* Goals *
[A] Reproduce the text on language verbosity below word for word.
[B] Transcribe the part of the records that opens with the line containing "In this photo, point at the glass" and runs through the end of the records, both ends included.

* Text *
People get into arguments about the verbosity of languages but they argue back with incorrect reasoning. Most Pascal programmers argue that the verbosity of the program is a small disadvantage (or it is an advantage), because verbosity "self documents" the code - which is total nonsense. Most C programmers argue that their language takes less effort to type and the words like "begin" and "end" get on the nerves and obfuscate the source code. The C programmers don't realize that shift keys used to type { and } curly braces also get on the nerves, and all the symbols required to type a simple FOR loop in C also gets on the nerves. The Pascal programmers don't realize that verbosity is not an indicator of cleaner code - for example Java has tons of verbose typecasting and it does not necessarily make code cleaner, nor does it self-document that code. It is true that some code is cleaner when it is more verbose though. It's just not always the case.

As you can see I'm not being biased here. I'm not for one "true way". I have however critically analyzed myself during programming, and I have found and know that the verbosity and shift key strain does matter a significant amount. If you had to use the F1 and F5 keys each time you had to type the letters R or A or S, your brain would eventually get so annoyed that you would design a custom keyboard for yourself where you did not have to reach up to the F1 and F5 keys. True over time you could get used to the F1 and F5 keys, but you could also get used to eating bread each day and nothing else. But would you get used to eating bread each day and nothing else, if there were other alternatives that felt better, especially if these alternatives didn't cost much more?

* Data in this exercise *
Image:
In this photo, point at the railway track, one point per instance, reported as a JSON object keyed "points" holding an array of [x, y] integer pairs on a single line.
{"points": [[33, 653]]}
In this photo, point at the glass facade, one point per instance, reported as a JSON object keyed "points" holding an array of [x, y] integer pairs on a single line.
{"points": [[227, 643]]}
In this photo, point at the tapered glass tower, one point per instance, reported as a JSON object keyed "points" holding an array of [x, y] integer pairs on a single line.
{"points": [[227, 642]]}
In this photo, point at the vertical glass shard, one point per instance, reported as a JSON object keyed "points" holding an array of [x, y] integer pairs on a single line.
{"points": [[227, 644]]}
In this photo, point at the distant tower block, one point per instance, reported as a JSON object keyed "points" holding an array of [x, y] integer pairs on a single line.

* Response list *
[A]
People get into arguments about the verbosity of languages but they argue back with incorrect reasoning. Most Pascal programmers argue that the verbosity of the program is a small disadvantage (or it is an advantage), because verbosity "self documents" the code - which is total nonsense. Most C programmers argue that their language takes less effort to type and the words like "begin" and "end" get on the nerves and obfuscate the source code. The C programmers don't realize that shift keys used to type { and } curly braces also get on the nerves, and all the symbols required to type a simple FOR loop in C also gets on the nerves. The Pascal programmers don't realize that verbosity is not an indicator of cleaner code - for example Java has tons of verbose typecasting and it does not necessarily make code cleaner, nor does it self-document that code. It is true that some code is cleaner when it is more verbose though. It's just not always the case.

As you can see I'm not being biased here. I'm not for one "true way". I have however critically analyzed myself during programming, and I have found and know that the verbosity and shift key strain does matter a significant amount. If you had to use the F1 and F5 keys each time you had to type the letters R or A or S, your brain would eventually get so annoyed that you would design a custom keyboard for yourself where you did not have to reach up to the F1 and F5 keys. True over time you could get used to the F1 and F5 keys, but you could also get used to eating bread each day and nothing else. But would you get used to eating bread each day and nothing else, if there were other alternatives that felt better, especially if these alternatives didn't cost much more?

[B]
In this photo, point at the glass facade, one point per instance, reported as a JSON object keyed "points" holding an array of [x, y] integer pairs on a single line.
{"points": [[227, 643]]}
In this photo, point at the tapered glass tower, one point per instance, reported as a JSON object keyed "points" holding an array of [x, y] integer pairs on a single line.
{"points": [[227, 642]]}
In this photo, point at the vertical glass shard, one point per instance, reported as a JSON object keyed "points" holding an array of [x, y] integer pairs on a single line.
{"points": [[227, 644]]}
In this photo, point at the distant tower block, one point per instance, reported as a JSON object keyed "points" holding an array of [x, y] integer pairs on a single line.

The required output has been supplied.